(Stored items)
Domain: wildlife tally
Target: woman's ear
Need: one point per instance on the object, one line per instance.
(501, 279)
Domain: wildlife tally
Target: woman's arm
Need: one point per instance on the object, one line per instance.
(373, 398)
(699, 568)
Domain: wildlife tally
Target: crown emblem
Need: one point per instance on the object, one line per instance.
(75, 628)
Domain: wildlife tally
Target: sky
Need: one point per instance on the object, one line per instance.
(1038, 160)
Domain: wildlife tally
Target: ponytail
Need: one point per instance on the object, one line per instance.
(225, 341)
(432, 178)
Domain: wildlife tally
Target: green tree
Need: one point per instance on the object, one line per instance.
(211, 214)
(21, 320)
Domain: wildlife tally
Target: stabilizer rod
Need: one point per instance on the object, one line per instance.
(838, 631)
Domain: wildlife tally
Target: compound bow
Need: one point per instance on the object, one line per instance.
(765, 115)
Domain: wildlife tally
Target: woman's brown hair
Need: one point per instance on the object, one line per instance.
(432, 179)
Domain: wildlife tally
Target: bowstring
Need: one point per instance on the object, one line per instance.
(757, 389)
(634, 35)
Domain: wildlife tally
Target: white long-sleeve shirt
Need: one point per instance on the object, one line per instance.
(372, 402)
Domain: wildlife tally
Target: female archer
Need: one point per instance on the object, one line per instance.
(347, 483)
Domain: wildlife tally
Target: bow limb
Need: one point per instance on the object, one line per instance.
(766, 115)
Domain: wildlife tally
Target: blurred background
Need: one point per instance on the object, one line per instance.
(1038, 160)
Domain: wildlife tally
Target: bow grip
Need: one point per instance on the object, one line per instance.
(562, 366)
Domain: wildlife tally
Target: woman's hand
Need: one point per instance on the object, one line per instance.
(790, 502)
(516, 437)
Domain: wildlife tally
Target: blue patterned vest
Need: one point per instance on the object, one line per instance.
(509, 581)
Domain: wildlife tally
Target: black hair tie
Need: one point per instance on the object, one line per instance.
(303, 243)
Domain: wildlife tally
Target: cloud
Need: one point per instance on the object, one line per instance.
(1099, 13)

Aim of the task >> The answer to this exercise is one number: how many lines of the records above contain the string "hair".

Answer space >> 2